DATA:
---+---
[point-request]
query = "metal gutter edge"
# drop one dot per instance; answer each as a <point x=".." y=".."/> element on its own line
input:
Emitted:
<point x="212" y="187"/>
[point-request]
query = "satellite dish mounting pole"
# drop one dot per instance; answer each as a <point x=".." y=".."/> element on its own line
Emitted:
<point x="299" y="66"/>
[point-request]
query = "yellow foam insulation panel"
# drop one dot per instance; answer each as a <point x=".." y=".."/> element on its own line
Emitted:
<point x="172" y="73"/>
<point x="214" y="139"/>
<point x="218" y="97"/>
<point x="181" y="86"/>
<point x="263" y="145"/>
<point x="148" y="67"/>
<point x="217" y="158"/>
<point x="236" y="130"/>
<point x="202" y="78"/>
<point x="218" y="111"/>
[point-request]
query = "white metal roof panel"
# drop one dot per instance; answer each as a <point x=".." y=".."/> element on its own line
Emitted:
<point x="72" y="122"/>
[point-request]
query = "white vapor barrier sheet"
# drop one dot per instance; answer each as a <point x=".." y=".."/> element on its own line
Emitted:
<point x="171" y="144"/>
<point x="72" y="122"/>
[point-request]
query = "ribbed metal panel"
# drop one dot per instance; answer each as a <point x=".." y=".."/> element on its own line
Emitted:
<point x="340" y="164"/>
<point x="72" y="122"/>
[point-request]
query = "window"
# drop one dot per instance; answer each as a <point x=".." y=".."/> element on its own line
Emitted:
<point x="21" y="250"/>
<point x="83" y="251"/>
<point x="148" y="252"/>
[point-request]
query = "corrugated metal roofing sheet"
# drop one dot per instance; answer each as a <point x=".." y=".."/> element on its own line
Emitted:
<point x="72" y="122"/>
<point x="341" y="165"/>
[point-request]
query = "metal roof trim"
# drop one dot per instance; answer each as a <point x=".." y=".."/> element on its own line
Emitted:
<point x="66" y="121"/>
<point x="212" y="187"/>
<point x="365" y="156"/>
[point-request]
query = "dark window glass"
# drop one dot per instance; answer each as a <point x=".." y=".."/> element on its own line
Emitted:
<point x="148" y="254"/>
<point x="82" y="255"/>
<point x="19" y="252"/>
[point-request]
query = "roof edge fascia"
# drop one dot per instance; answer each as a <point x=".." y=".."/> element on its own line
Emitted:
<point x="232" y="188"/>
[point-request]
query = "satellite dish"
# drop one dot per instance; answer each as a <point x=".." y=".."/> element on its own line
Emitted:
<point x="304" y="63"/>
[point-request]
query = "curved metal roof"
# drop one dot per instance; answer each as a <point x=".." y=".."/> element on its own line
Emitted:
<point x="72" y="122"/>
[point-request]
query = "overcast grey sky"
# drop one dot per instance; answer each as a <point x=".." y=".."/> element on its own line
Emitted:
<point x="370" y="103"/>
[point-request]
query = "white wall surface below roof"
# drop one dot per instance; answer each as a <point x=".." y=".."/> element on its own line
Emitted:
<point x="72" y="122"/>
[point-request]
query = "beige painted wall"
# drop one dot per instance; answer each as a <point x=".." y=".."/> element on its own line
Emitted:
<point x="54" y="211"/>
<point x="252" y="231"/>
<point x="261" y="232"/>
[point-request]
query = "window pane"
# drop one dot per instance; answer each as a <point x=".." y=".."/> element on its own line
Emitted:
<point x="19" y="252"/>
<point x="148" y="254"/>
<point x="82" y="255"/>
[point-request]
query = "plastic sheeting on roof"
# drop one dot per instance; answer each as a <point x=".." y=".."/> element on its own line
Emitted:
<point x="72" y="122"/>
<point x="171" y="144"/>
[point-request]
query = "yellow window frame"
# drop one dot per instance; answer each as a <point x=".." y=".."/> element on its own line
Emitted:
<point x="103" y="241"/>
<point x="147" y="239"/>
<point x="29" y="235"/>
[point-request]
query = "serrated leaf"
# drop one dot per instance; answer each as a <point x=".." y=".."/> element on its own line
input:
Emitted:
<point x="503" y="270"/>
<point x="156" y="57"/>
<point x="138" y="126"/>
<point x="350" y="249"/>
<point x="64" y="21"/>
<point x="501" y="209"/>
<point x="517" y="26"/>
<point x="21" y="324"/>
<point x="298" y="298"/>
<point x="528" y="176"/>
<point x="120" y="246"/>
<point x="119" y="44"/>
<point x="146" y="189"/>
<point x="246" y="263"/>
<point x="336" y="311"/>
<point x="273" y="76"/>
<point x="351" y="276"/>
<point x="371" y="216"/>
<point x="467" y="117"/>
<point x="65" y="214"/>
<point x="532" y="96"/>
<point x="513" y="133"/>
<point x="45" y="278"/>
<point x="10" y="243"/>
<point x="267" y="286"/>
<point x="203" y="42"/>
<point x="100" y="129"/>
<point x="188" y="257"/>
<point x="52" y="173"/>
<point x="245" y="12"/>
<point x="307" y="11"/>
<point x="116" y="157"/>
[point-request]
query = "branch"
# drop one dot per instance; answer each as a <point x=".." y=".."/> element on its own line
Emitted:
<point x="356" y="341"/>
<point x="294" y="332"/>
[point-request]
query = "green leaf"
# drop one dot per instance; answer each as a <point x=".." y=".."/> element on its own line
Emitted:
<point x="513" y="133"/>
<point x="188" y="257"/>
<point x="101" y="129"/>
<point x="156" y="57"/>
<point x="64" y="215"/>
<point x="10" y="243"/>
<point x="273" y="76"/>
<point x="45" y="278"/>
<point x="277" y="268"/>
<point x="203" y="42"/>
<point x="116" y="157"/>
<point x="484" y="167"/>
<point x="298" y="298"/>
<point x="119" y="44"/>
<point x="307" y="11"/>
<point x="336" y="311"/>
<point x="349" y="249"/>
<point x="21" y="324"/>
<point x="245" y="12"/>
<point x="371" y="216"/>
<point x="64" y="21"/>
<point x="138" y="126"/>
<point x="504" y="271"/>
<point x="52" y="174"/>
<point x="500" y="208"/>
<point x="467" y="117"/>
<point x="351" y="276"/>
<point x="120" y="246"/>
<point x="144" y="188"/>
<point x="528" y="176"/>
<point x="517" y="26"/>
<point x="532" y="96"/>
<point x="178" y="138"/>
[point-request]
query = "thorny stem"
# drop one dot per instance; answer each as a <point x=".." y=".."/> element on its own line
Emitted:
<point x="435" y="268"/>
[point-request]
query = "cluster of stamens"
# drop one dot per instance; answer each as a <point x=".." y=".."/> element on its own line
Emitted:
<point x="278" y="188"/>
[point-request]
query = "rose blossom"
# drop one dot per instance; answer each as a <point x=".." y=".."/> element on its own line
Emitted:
---+---
PROBLEM: Please count the lines of the material above that contain the word "metal", and give only that number.

WORKED ANSWER: 6